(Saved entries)
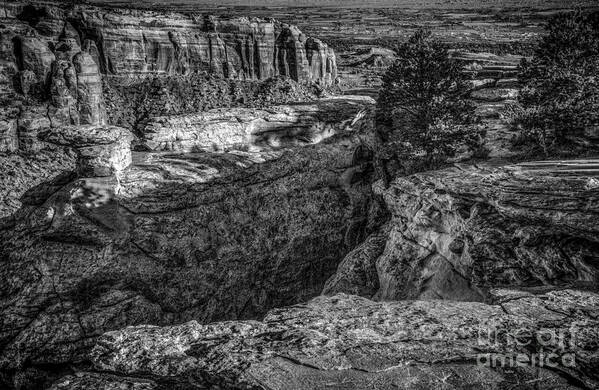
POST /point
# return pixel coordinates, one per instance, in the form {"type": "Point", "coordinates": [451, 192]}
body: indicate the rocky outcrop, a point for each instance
{"type": "Point", "coordinates": [353, 343]}
{"type": "Point", "coordinates": [175, 237]}
{"type": "Point", "coordinates": [101, 151]}
{"type": "Point", "coordinates": [255, 129]}
{"type": "Point", "coordinates": [59, 54]}
{"type": "Point", "coordinates": [456, 233]}
{"type": "Point", "coordinates": [137, 43]}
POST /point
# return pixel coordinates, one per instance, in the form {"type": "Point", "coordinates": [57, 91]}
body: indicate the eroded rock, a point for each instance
{"type": "Point", "coordinates": [353, 343]}
{"type": "Point", "coordinates": [175, 237]}
{"type": "Point", "coordinates": [256, 129]}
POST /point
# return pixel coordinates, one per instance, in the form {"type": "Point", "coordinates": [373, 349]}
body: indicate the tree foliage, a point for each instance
{"type": "Point", "coordinates": [424, 115]}
{"type": "Point", "coordinates": [560, 97]}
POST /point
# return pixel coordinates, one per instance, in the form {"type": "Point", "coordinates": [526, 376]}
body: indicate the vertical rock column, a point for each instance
{"type": "Point", "coordinates": [90, 102]}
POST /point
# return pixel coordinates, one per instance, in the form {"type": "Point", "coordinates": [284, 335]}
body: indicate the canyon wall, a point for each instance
{"type": "Point", "coordinates": [136, 43]}
{"type": "Point", "coordinates": [456, 233]}
{"type": "Point", "coordinates": [174, 237]}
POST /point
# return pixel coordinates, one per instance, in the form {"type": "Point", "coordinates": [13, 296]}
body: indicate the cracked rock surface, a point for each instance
{"type": "Point", "coordinates": [175, 237]}
{"type": "Point", "coordinates": [349, 342]}
{"type": "Point", "coordinates": [456, 233]}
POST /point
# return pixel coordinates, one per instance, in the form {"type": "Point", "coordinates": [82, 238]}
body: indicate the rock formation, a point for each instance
{"type": "Point", "coordinates": [352, 343]}
{"type": "Point", "coordinates": [253, 129]}
{"type": "Point", "coordinates": [456, 233]}
{"type": "Point", "coordinates": [175, 237]}
{"type": "Point", "coordinates": [135, 43]}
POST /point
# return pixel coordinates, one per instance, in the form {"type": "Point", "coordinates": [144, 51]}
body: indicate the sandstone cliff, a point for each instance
{"type": "Point", "coordinates": [175, 237]}
{"type": "Point", "coordinates": [134, 43]}
{"type": "Point", "coordinates": [456, 233]}
{"type": "Point", "coordinates": [348, 342]}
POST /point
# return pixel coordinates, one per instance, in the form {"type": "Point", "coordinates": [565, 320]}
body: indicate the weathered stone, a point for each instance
{"type": "Point", "coordinates": [102, 151]}
{"type": "Point", "coordinates": [90, 101]}
{"type": "Point", "coordinates": [176, 237]}
{"type": "Point", "coordinates": [255, 129]}
{"type": "Point", "coordinates": [9, 141]}
{"type": "Point", "coordinates": [133, 43]}
{"type": "Point", "coordinates": [352, 343]}
{"type": "Point", "coordinates": [457, 232]}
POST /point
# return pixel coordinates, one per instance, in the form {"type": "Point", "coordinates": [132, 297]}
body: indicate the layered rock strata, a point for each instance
{"type": "Point", "coordinates": [175, 237]}
{"type": "Point", "coordinates": [255, 129]}
{"type": "Point", "coordinates": [350, 342]}
{"type": "Point", "coordinates": [101, 151]}
{"type": "Point", "coordinates": [455, 233]}
{"type": "Point", "coordinates": [133, 42]}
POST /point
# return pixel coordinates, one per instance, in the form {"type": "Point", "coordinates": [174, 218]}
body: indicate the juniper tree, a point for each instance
{"type": "Point", "coordinates": [423, 114]}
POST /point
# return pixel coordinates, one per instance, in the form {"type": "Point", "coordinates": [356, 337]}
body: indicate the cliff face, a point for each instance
{"type": "Point", "coordinates": [456, 233]}
{"type": "Point", "coordinates": [174, 237]}
{"type": "Point", "coordinates": [255, 129]}
{"type": "Point", "coordinates": [134, 43]}
{"type": "Point", "coordinates": [348, 342]}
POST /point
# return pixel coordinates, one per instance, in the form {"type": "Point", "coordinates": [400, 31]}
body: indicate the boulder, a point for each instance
{"type": "Point", "coordinates": [458, 232]}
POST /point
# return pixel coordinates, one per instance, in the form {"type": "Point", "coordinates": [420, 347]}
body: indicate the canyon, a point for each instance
{"type": "Point", "coordinates": [245, 241]}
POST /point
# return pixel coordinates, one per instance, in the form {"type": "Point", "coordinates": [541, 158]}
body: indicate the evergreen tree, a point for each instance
{"type": "Point", "coordinates": [560, 97]}
{"type": "Point", "coordinates": [423, 113]}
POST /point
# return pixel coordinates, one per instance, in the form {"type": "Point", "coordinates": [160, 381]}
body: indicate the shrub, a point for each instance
{"type": "Point", "coordinates": [423, 114]}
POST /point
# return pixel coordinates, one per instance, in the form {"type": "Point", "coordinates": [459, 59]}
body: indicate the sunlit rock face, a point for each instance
{"type": "Point", "coordinates": [137, 43]}
{"type": "Point", "coordinates": [349, 342]}
{"type": "Point", "coordinates": [176, 237]}
{"type": "Point", "coordinates": [253, 129]}
{"type": "Point", "coordinates": [455, 233]}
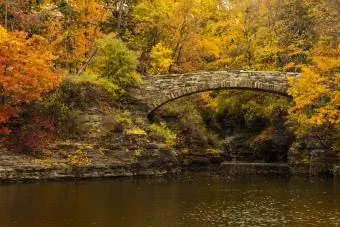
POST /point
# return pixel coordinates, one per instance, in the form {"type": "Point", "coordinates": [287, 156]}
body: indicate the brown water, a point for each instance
{"type": "Point", "coordinates": [195, 199]}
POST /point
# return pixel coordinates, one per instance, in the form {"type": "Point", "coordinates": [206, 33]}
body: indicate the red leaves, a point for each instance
{"type": "Point", "coordinates": [25, 71]}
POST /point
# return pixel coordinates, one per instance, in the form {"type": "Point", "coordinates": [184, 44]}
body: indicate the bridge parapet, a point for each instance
{"type": "Point", "coordinates": [157, 90]}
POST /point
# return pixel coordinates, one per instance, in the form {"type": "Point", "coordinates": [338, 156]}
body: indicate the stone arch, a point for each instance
{"type": "Point", "coordinates": [157, 90]}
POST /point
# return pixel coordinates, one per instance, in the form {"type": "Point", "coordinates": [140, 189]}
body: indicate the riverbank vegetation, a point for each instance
{"type": "Point", "coordinates": [59, 57]}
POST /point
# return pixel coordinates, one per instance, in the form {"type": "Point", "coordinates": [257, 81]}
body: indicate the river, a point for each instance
{"type": "Point", "coordinates": [191, 199]}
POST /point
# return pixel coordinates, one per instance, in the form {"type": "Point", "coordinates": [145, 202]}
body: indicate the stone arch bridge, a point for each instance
{"type": "Point", "coordinates": [156, 90]}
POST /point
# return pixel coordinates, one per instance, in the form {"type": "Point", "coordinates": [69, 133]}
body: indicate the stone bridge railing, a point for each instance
{"type": "Point", "coordinates": [157, 90]}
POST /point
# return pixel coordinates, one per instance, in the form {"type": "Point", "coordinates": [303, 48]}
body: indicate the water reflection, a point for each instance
{"type": "Point", "coordinates": [195, 199]}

Task goal: Leave the images aside and return the records above exactly as written.

Problem solution:
POST /point
# return pixel coordinates, one per instance, in the form {"type": "Point", "coordinates": [451, 192]}
body: indicate the rocky outcrop, a point for each instance
{"type": "Point", "coordinates": [353, 343]}
{"type": "Point", "coordinates": [175, 237]}
{"type": "Point", "coordinates": [101, 151]}
{"type": "Point", "coordinates": [255, 129]}
{"type": "Point", "coordinates": [59, 54]}
{"type": "Point", "coordinates": [456, 233]}
{"type": "Point", "coordinates": [137, 43]}
POST /point
# return pixel coordinates, one per instance, in the form {"type": "Point", "coordinates": [57, 91]}
body: indicate the eroded rock, a point for each instance
{"type": "Point", "coordinates": [353, 343]}
{"type": "Point", "coordinates": [175, 237]}
{"type": "Point", "coordinates": [256, 129]}
POST /point
# return pixel coordinates, one per instance, in the form {"type": "Point", "coordinates": [373, 349]}
body: indicate the tree foliage, a point for each instance
{"type": "Point", "coordinates": [424, 115]}
{"type": "Point", "coordinates": [560, 97]}
POST /point
# return pixel coordinates, one per instance, in the form {"type": "Point", "coordinates": [526, 376]}
body: indicate the vertical rock column, a point for each instance
{"type": "Point", "coordinates": [90, 102]}
POST /point
# return pixel coordinates, one per instance, in the form {"type": "Point", "coordinates": [284, 335]}
body: indicate the canyon wall, a point for each instance
{"type": "Point", "coordinates": [136, 43]}
{"type": "Point", "coordinates": [456, 233]}
{"type": "Point", "coordinates": [174, 237]}
POST /point
# return pixel coordinates, one per instance, in the form {"type": "Point", "coordinates": [13, 296]}
body: indicate the cracked rock surface, a point for each instance
{"type": "Point", "coordinates": [175, 237]}
{"type": "Point", "coordinates": [349, 342]}
{"type": "Point", "coordinates": [456, 233]}
POST /point
# return pixel coordinates, one per instance, in the form {"type": "Point", "coordinates": [82, 238]}
body: indicate the rock formation, a point for each instance
{"type": "Point", "coordinates": [352, 343]}
{"type": "Point", "coordinates": [253, 129]}
{"type": "Point", "coordinates": [456, 233]}
{"type": "Point", "coordinates": [175, 237]}
{"type": "Point", "coordinates": [135, 43]}
POST /point
# return pixel coordinates, one per instance, in the form {"type": "Point", "coordinates": [144, 51]}
body: indicate the sandstone cliff, a point for each instance
{"type": "Point", "coordinates": [175, 237]}
{"type": "Point", "coordinates": [134, 43]}
{"type": "Point", "coordinates": [456, 233]}
{"type": "Point", "coordinates": [348, 342]}
POST /point
# return pixel coordinates, one per instance, in the form {"type": "Point", "coordinates": [565, 320]}
body: indicate the weathered stone, a point for each instance
{"type": "Point", "coordinates": [102, 151]}
{"type": "Point", "coordinates": [90, 101]}
{"type": "Point", "coordinates": [176, 237]}
{"type": "Point", "coordinates": [255, 129]}
{"type": "Point", "coordinates": [9, 141]}
{"type": "Point", "coordinates": [133, 43]}
{"type": "Point", "coordinates": [352, 343]}
{"type": "Point", "coordinates": [457, 232]}
POST /point
# return pixel coordinates, one per instance, in the form {"type": "Point", "coordinates": [132, 297]}
body: indicate the layered rock strata, a point for each instance
{"type": "Point", "coordinates": [175, 237]}
{"type": "Point", "coordinates": [255, 129]}
{"type": "Point", "coordinates": [350, 342]}
{"type": "Point", "coordinates": [101, 151]}
{"type": "Point", "coordinates": [455, 233]}
{"type": "Point", "coordinates": [133, 42]}
POST /point
# return pixel coordinates, one per instance, in the form {"type": "Point", "coordinates": [174, 218]}
body: indicate the juniper tree, a point for each instance
{"type": "Point", "coordinates": [423, 114]}
POST /point
# return pixel coordinates, one per instance, in the form {"type": "Point", "coordinates": [356, 337]}
body: indicate the cliff face, a point for each instance
{"type": "Point", "coordinates": [456, 233]}
{"type": "Point", "coordinates": [174, 237]}
{"type": "Point", "coordinates": [255, 129]}
{"type": "Point", "coordinates": [134, 43]}
{"type": "Point", "coordinates": [348, 342]}
POST /point
# return pixel coordinates, one per instance, in the form {"type": "Point", "coordinates": [400, 31]}
body: indicate the boulder, a point for each instance
{"type": "Point", "coordinates": [458, 232]}
POST /point
# return pixel coordinates, one per instance, in the form {"type": "Point", "coordinates": [420, 347]}
body: indicate the canyon, a point for each instance
{"type": "Point", "coordinates": [245, 241]}
POST /point
# return pixel coordinates, one per instance, in the form {"type": "Point", "coordinates": [541, 158]}
body: indicate the evergreen tree, a point for each instance
{"type": "Point", "coordinates": [560, 97]}
{"type": "Point", "coordinates": [423, 113]}
POST /point
# return pixel coordinates, one per instance, in the form {"type": "Point", "coordinates": [160, 381]}
body: indicate the shrub, a point for each instance
{"type": "Point", "coordinates": [423, 114]}
POST /point
# return pixel coordinates, one per instance, in the form {"type": "Point", "coordinates": [459, 59]}
body: indicate the sunlit rock face, a point for each instance
{"type": "Point", "coordinates": [137, 43]}
{"type": "Point", "coordinates": [349, 342]}
{"type": "Point", "coordinates": [176, 237]}
{"type": "Point", "coordinates": [253, 129]}
{"type": "Point", "coordinates": [455, 233]}
POST /point
# return pixel coordinates, one per instance, in the form {"type": "Point", "coordinates": [287, 156]}
body: indicate the brown water, a point for each instance
{"type": "Point", "coordinates": [195, 199]}
POST /point
# return pixel coordinates, one per instance, in the form {"type": "Point", "coordinates": [206, 33]}
body: indicate the red leaves, a point for each instance
{"type": "Point", "coordinates": [25, 71]}
POST /point
# return pixel coordinates, one per instance, in the form {"type": "Point", "coordinates": [184, 44]}
body: indicate the bridge parapet, a point for each instance
{"type": "Point", "coordinates": [157, 90]}
POST /point
# return pixel coordinates, one per instance, in the form {"type": "Point", "coordinates": [338, 156]}
body: indicate the stone arch, a point for each instance
{"type": "Point", "coordinates": [157, 90]}
POST /point
# return pixel coordinates, one per instance, in the form {"type": "Point", "coordinates": [140, 189]}
body: indicate the riverbank vegetation, a point for each instance
{"type": "Point", "coordinates": [59, 57]}
POST /point
# return pixel coordinates, one per instance, in the form {"type": "Point", "coordinates": [257, 81]}
body: indicate the river, a point for each instance
{"type": "Point", "coordinates": [191, 199]}
POST /point
# return pixel coordinates, one per instance, in the form {"type": "Point", "coordinates": [145, 202]}
body: indicate the stone arch bridge, a point for each instance
{"type": "Point", "coordinates": [156, 90]}
POST /point
# return pixel coordinates, one per instance, in the form {"type": "Point", "coordinates": [69, 133]}
body: indicate the stone bridge railing, a point for each instance
{"type": "Point", "coordinates": [157, 90]}
POST /point
# return pixel coordinates, one per instance, in the form {"type": "Point", "coordinates": [303, 48]}
body: indicate the water reflection, a point for each instance
{"type": "Point", "coordinates": [195, 199]}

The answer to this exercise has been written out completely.